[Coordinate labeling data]
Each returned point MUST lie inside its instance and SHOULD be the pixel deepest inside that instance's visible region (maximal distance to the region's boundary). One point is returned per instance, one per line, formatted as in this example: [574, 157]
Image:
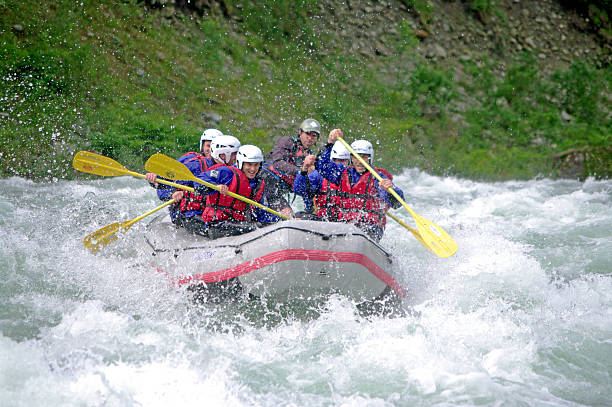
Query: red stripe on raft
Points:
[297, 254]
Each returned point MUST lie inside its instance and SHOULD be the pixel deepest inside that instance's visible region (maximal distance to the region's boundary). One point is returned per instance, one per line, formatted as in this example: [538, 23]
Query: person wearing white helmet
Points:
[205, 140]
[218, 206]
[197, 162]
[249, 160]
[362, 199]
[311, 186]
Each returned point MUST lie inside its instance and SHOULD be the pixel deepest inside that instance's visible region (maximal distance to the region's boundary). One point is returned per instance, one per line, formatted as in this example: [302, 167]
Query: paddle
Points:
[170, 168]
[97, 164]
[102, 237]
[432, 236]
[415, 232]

==

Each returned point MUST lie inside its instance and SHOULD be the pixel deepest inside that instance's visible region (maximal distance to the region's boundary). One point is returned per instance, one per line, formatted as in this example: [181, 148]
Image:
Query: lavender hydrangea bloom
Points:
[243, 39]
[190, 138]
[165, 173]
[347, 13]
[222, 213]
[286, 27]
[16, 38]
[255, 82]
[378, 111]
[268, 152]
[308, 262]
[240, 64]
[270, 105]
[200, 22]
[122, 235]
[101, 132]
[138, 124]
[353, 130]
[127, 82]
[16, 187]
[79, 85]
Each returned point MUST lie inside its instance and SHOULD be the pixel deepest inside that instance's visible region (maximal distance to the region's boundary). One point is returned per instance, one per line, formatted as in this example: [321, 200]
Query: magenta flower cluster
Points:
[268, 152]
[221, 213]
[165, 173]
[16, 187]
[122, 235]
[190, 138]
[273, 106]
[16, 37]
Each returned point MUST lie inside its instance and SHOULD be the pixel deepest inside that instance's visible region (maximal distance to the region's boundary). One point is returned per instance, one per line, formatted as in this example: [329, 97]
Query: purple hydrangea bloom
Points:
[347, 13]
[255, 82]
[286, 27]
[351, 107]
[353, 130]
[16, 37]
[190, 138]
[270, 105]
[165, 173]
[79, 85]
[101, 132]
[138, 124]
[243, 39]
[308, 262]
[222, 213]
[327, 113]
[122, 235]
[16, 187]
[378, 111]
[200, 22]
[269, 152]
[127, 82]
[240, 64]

Task prompt
Gather every line in the material that contains the word "boundary". Copy each one in full.

Exercise output
Each returned point MUST lie inside its instance and SHOULD be the pixel deepest inside that instance's visible region (maximal distance to the region's boundary). One point is returned per instance, one per line, formatted as in this example: [574, 157]
Each returned point MUST lie inside its instance and SHOULD be the pixel deepest inside that instance's visible region (maximal distance to the region's boundary). One point is returned per instance, one per line, formatted as in this example: [538, 23]
Each returned point MUST lie inside its instance and SHOULD be the pixel deepest inside that instance's visible region (maximal distance to the region's boundary). One point is returned per instance, one per line, formatted as in this example: [302, 167]
Each returned point MUST lie inside its instance and SHOULD be the pixel deepest inside that instance's visible region (maximal distance to the region's boundary). One point is returned per instance, one per line, formatted as in this example: [181, 148]
Each returned point MUST lie inside its instance and SHOULD be the pixel deepest inside that instance's visible region (maximal distance to the region's boundary). One point is returned per instance, one per line, formatted as in this example: [321, 200]
Each returned point MUST lie inside its instance and SHOULD be the pixel deepest inside that instance's visible region (maximal distance to the region's boundary). One point is returned per instance, one per line, formatted as in this example: [329, 97]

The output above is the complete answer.